• Source records:
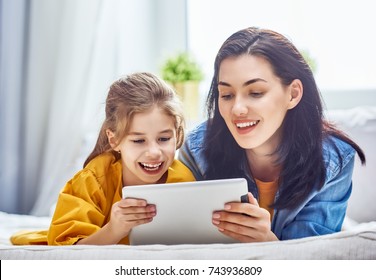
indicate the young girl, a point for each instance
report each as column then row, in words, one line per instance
column 266, row 124
column 136, row 145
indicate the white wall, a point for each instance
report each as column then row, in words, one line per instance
column 339, row 34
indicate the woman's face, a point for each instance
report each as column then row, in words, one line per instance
column 253, row 102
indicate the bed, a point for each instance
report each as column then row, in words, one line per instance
column 356, row 242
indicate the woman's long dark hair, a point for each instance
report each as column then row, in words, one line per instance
column 304, row 129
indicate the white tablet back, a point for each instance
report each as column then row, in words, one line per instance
column 184, row 211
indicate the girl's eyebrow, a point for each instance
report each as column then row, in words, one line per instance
column 247, row 83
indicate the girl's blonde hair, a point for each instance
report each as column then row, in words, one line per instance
column 136, row 93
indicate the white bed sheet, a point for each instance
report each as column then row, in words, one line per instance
column 358, row 242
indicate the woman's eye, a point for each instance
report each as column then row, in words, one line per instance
column 256, row 94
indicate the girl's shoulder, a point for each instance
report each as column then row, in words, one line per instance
column 101, row 167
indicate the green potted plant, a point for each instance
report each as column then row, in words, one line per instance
column 184, row 74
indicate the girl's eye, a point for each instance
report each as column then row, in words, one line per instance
column 138, row 141
column 226, row 96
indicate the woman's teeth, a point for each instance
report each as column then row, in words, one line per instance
column 246, row 124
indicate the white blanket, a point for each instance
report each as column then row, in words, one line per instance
column 358, row 242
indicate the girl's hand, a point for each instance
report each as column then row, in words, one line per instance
column 128, row 213
column 246, row 222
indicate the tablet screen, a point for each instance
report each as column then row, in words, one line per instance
column 184, row 211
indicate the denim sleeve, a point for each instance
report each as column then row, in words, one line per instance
column 185, row 156
column 324, row 211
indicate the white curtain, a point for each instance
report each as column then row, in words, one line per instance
column 75, row 50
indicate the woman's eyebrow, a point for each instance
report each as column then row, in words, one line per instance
column 247, row 83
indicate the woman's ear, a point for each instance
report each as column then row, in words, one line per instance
column 296, row 93
column 111, row 139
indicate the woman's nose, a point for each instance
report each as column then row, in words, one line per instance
column 239, row 108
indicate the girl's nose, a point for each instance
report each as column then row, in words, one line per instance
column 153, row 150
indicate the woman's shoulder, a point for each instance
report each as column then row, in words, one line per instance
column 196, row 136
column 337, row 153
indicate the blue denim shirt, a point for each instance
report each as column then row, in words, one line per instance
column 322, row 212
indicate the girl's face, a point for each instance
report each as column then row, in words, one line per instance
column 253, row 101
column 149, row 148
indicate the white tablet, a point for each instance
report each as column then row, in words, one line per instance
column 184, row 211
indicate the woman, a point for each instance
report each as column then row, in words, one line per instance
column 266, row 124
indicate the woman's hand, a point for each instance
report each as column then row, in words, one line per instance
column 246, row 222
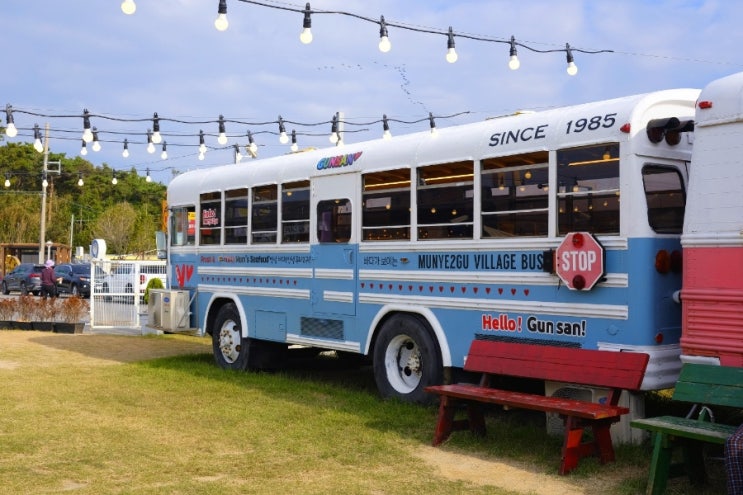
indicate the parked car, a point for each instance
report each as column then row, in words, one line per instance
column 25, row 278
column 73, row 279
column 121, row 279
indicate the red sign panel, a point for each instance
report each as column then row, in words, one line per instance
column 579, row 261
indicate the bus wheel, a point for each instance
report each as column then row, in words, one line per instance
column 406, row 360
column 229, row 347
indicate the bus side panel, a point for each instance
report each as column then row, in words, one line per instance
column 712, row 301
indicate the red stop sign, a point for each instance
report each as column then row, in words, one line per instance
column 580, row 261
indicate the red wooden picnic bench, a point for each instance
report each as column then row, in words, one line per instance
column 615, row 371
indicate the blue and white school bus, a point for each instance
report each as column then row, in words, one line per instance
column 405, row 250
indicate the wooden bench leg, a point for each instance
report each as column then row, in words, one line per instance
column 659, row 464
column 445, row 421
column 571, row 446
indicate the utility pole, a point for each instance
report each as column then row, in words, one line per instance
column 44, row 183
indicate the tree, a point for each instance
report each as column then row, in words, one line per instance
column 116, row 226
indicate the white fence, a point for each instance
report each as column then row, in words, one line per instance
column 117, row 290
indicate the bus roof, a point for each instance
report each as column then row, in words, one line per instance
column 501, row 136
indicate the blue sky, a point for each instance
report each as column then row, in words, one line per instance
column 61, row 57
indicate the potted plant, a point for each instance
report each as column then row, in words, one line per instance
column 7, row 312
column 43, row 314
column 70, row 314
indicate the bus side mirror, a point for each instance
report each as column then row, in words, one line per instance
column 656, row 128
column 161, row 245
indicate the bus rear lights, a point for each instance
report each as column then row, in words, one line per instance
column 578, row 240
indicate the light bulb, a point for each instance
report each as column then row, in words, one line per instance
column 384, row 44
column 128, row 7
column 221, row 23
column 306, row 36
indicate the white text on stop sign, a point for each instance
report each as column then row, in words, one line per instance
column 581, row 261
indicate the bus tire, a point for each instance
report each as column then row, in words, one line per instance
column 229, row 346
column 406, row 359
column 235, row 352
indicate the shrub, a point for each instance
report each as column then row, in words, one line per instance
column 154, row 283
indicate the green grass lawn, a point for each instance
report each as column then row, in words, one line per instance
column 181, row 425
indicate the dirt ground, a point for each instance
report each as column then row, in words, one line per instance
column 106, row 350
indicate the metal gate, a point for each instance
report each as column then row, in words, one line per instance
column 117, row 292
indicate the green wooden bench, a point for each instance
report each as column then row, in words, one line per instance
column 703, row 385
column 615, row 371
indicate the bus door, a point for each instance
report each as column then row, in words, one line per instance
column 334, row 248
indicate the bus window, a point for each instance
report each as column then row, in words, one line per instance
column 334, row 220
column 588, row 189
column 211, row 218
column 183, row 226
column 514, row 195
column 236, row 216
column 666, row 198
column 386, row 215
column 264, row 214
column 295, row 212
column 445, row 196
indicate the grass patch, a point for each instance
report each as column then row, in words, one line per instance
column 182, row 425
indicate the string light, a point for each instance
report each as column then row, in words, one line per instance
column 96, row 143
column 386, row 134
column 384, row 39
column 306, row 35
column 128, row 7
column 87, row 134
column 38, row 146
column 150, row 146
column 10, row 129
column 283, row 138
column 513, row 61
column 156, row 137
column 221, row 22
column 222, row 138
column 451, row 53
column 572, row 68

• Problem requirements: Give again, word for word, every line from the top of the data through the line with "indicate the woman's long", both ends included, and exclude the pictures.

• Task answer:
indicate the young girl, a point for each instance
report each as column then row, in words, one line per instance
column 266, row 124
column 136, row 145
indicate the white wall, a point for each instance
report each as column then row, in words, one line per instance
column 339, row 34
indicate the woman's face, a point for each instance
report each as column then row, in words, one line per instance
column 253, row 102
indicate the bed, a point for each instance
report each as column then row, in words, one line per instance
column 356, row 242
indicate the woman's long dark hair, a point for each instance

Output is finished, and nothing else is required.